Friday Morning Quiet

Since Egypt is a Muslim country, the weekend here is on Friday and Saturday in order to accommodate for the most important prayer of the week, on Friday at midday. As many Egyptians prepare for this prayer, or maybe cool off after staying up late Thursday night, most shops and restaurants are closed on Friday morning and the streets are almost deserted.

Cairo is known to be a chaotic city, and like anything else there are two sides to this reality. On the one hand, it makes for a lively urban atmosphere: there are always people around, it’s easy to find a taxi at any time, shops are open late, and you usually feel safe walking around at night because the streets are busy. On the other hand, traffic is pretty bad, streets are smelly and loud, sidewalks are like obstacle courses, the honking is incessant, and there’s always people, people, people, everywhere, walking, sitting around waiting for something to happen, standing, talking… It can be a little exhausting.

Data block:
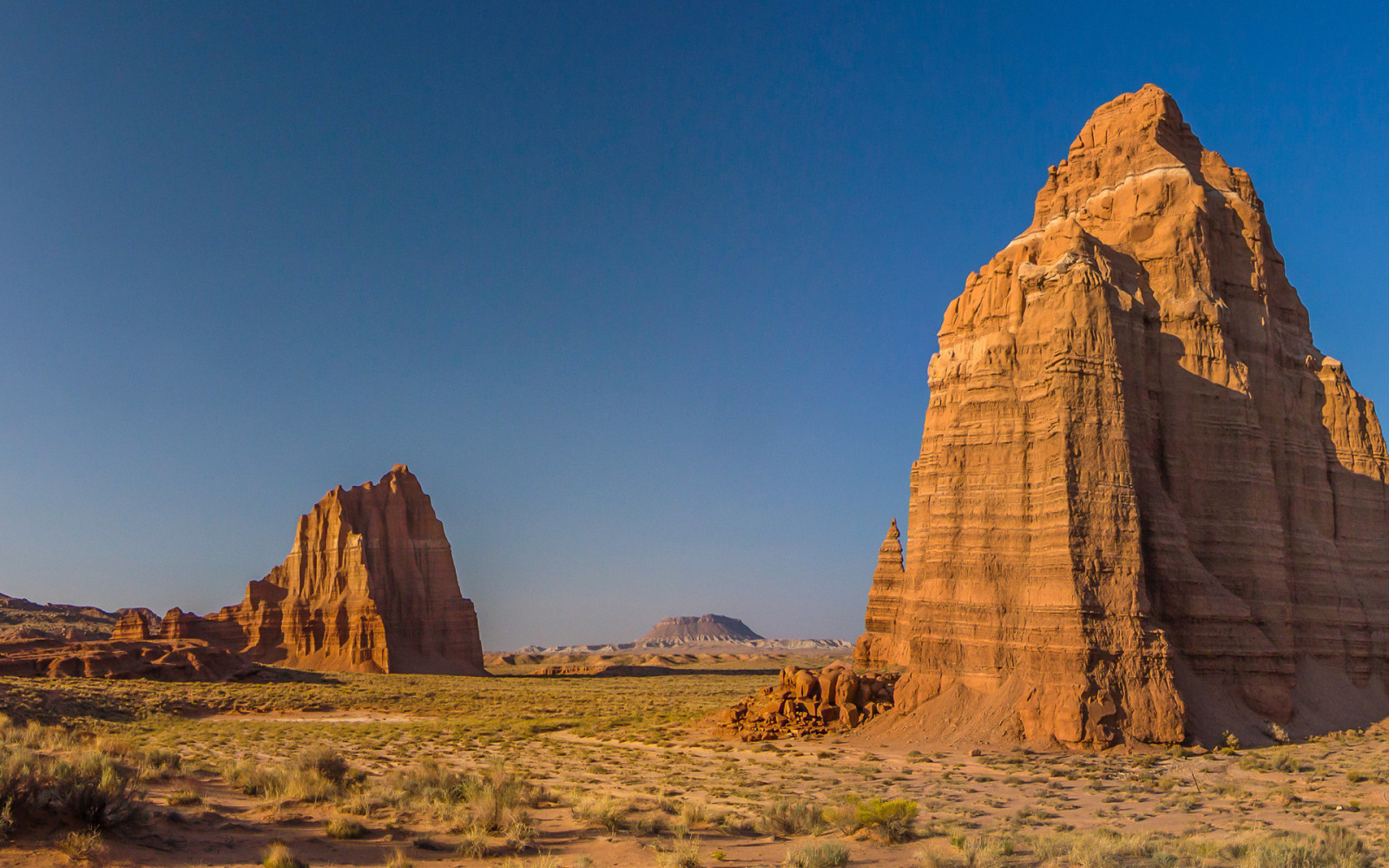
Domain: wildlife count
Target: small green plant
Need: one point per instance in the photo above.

Problem to work on:
Continue the piece on Friday mornings in Cairo, starting right after its last sentence.

Reply to the exercise:
So, as you can imagine, Friday morning is a special time when the pulse of the city slows considerably. I love Friday mornings because there’s absolutely no guilt about staying at home—you can’t get much done outside the house anyway. It’s a great time to catch up on work, reading, cleaning, or just play a game. My gym is open on Fridays, but I’d rather wait until after midday prayer, when the city comes to life again, to go out.

Those who do venture out on Friday mornings are rewarded with an uncanny experience. The streets are quiet, there’s almost nobody about on the sidewalks—even most bawabs aren’t sitting around in front of their buildings. Cars are few and far between, and there are moments, sometimes very long moments that can last for minutes, during which you can’t hear any honking! When I went out earlier today, I actually heard bird song from the trees. Bliss.

As exhausting as the chaos can get, at least it makes you appreciate peace and quiet when they do come.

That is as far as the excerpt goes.